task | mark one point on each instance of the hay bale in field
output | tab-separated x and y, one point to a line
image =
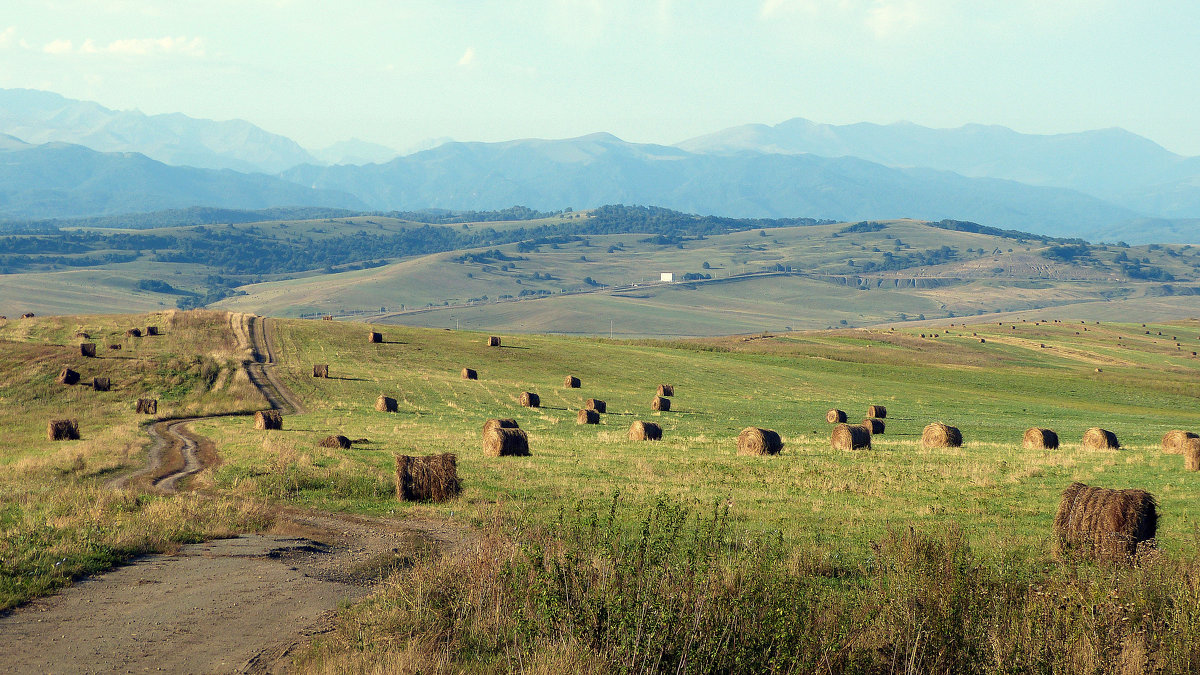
1175	440
755	441
939	435
268	419
1097	438
427	478
499	424
1192	454
874	425
1104	523
499	442
63	430
645	431
850	437
1038	438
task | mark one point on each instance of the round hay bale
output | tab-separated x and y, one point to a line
268	419
63	430
427	478
1103	523
1175	440
499	424
502	442
850	437
874	425
755	441
645	431
1037	438
1192	454
939	435
1097	438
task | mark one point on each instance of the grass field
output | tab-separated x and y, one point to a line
993	390
597	549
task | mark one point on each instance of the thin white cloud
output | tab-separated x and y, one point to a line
132	47
888	18
58	47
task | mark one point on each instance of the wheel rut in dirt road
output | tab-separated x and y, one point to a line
177	452
244	604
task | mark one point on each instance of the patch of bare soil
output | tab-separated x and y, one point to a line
228	605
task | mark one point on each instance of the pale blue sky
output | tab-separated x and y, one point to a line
397	72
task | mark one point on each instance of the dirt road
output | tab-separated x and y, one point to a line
232	605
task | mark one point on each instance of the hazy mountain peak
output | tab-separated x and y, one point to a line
174	138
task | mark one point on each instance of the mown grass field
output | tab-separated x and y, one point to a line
58	518
600	554
1001	493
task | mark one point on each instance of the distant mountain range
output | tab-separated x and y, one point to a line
63	180
1110	163
1101	185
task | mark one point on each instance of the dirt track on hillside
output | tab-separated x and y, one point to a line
228	605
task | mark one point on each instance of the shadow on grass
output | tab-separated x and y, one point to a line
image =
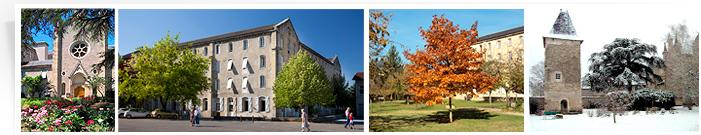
393	123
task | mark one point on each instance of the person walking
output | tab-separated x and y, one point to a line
352	125
197	117
347	120
192	116
305	123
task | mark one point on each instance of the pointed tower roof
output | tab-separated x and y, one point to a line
563	28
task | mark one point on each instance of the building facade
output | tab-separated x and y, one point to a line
563	91
243	68
67	66
502	46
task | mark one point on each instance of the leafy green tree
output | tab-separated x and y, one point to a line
164	71
301	83
35	85
624	64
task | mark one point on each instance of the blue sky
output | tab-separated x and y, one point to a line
328	32
406	23
45	38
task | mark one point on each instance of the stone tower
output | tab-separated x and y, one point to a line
563	91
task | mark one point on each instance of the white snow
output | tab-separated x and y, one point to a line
684	120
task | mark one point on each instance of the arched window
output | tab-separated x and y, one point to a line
262	61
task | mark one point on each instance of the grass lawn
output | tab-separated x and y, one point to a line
397	116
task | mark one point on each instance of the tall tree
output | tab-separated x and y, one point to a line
379	38
448	65
624	64
164	71
301	83
537	79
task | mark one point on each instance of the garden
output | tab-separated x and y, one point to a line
75	114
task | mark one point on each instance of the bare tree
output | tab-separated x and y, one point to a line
537	79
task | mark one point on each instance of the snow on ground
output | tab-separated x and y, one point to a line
684	121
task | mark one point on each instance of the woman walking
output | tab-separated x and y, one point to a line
197	117
305	123
192	116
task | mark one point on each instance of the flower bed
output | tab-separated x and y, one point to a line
66	115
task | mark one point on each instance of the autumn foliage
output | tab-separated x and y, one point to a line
448	65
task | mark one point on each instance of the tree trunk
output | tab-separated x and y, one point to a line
450	108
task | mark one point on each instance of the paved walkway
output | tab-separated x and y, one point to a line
169	125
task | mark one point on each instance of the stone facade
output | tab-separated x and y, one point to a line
68	65
563	91
243	67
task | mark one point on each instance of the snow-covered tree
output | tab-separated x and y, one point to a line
624	64
617	102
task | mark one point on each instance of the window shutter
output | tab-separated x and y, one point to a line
240	105
267	104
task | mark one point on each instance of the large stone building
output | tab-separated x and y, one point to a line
563	91
681	71
67	66
243	67
503	46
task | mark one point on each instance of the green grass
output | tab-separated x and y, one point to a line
397	116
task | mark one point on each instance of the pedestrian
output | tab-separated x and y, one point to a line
351	121
197	117
347	120
305	123
192	116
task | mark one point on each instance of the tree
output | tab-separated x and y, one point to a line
35	85
344	98
448	65
617	102
624	64
378	35
537	79
164	71
302	82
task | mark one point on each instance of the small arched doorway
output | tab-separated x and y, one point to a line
79	91
563	106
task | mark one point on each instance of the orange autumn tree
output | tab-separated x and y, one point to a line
448	65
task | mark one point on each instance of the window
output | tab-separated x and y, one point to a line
216	50
217	105
229	83
79	50
231	104
261	104
231	47
245	104
520	39
262	42
262	61
509	42
205	51
204	104
245	44
262	81
498	44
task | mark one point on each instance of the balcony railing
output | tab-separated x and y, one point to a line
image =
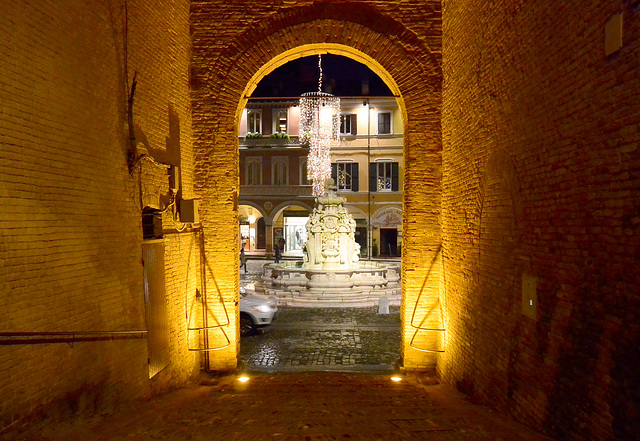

══════════

Goal of the exercise — Restate word for word the lines running from the first line of the material to the line containing "task | mark one point on each instance of the thin", inclusive, and drop every picture.

Written reply —
task | mark one point on each instance of the hay bale in field
output | tab-separated x and y, one point to a line
image =
1175	440
755	441
939	435
268	419
1097	438
427	478
499	424
1192	454
874	425
1104	523
499	442
63	430
645	431
850	437
1038	438
task | mark one point on each instance of the round hay bale
output | tab-separated x and y, one point to a line
268	419
63	430
427	478
1103	523
1175	440
499	424
502	442
850	437
874	425
755	441
645	431
1037	438
1192	454
939	435
1097	438
task | mark one point on each instance of the grass field
output | tab-separated x and y, one point to a line
993	390
597	549
task | mark one point on each instance of the thin white cloud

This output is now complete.